■ To do:
Return every line of the listing that includes the string "instance".

■ Given records:
# # # #
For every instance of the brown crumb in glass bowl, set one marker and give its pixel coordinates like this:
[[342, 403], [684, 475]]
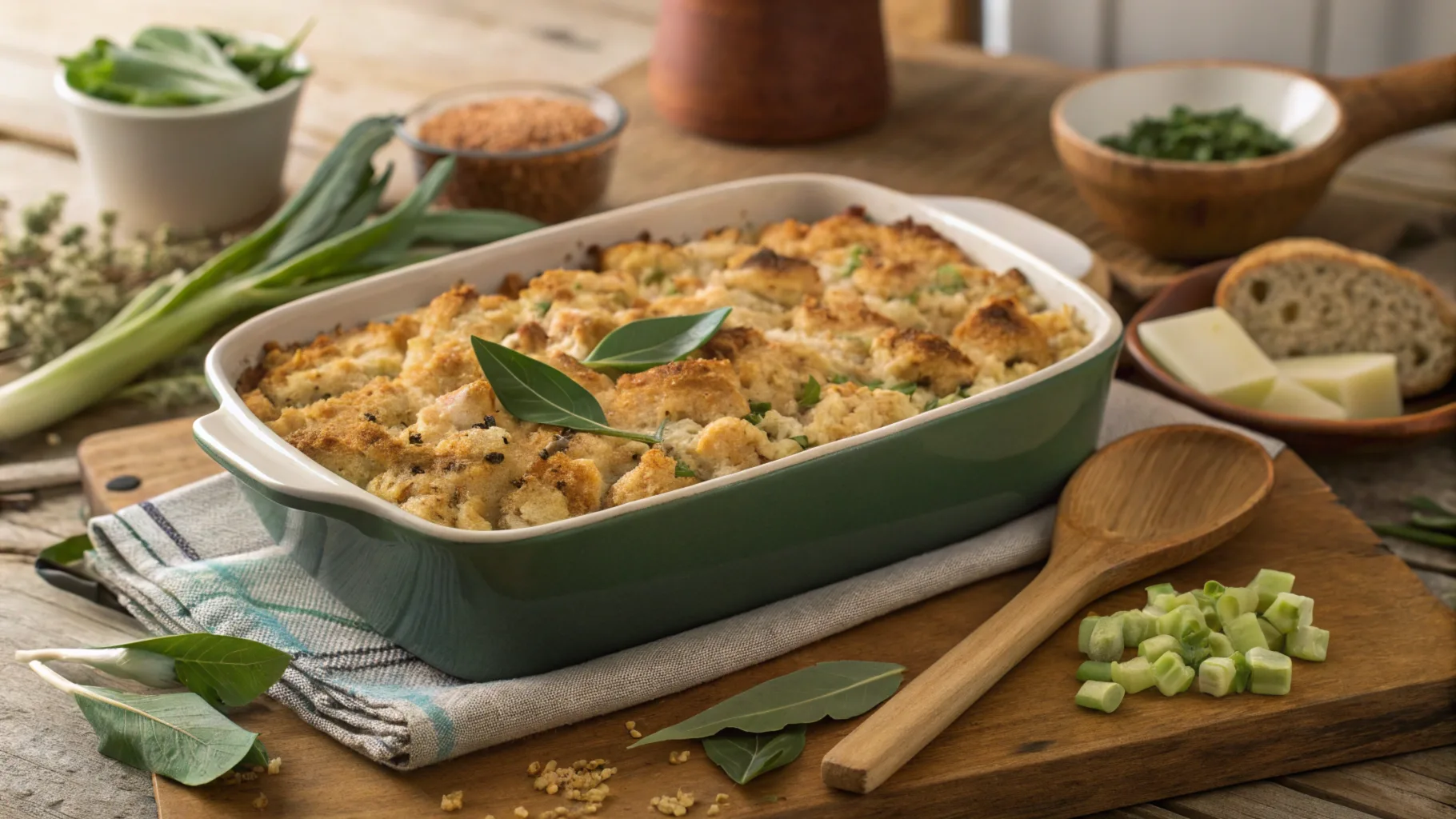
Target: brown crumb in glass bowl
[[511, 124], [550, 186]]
# # # #
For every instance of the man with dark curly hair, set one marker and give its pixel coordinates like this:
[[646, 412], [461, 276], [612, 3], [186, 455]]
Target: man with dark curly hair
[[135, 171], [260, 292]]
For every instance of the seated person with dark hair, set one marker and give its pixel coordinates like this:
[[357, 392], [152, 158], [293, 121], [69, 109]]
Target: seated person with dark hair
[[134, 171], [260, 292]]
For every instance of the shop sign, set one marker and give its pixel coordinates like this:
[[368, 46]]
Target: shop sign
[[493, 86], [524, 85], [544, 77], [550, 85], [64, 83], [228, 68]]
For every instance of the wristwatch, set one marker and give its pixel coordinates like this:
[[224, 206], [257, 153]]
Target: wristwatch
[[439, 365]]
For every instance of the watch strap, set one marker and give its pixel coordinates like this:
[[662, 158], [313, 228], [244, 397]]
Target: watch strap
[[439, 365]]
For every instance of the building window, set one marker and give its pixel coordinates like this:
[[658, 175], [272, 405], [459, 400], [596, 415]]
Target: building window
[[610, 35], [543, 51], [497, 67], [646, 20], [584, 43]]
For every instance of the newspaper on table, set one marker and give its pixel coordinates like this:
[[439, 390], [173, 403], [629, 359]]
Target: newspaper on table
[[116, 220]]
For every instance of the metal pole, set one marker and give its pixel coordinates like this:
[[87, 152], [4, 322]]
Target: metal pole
# # # #
■ Answer to this problem:
For every instance of the brown crumb in glass bowl, set one marker and give its pixel coordinates like this:
For every instance of the man with dark curly hair, set one marker and give its pixel coordinates like this:
For every instance of the seated person with dark hair, set one marker and give its pixel coordinates like this:
For every instance of the shop sign, set one marker and give its pixel coordinates like this:
For every instance of the wristwatch, set one marker and give its pixel coordinates like this:
For every instance of the watch strap, set one marker and give its pixel coordinates like this:
For every instance of the building window, set one marker and give its pixel coordinates like this:
For every instance of the newspaper on table, set one marker and give its pixel coordinates like this:
For every instance of the metal pole, set one marker and give its pixel coordinates like this:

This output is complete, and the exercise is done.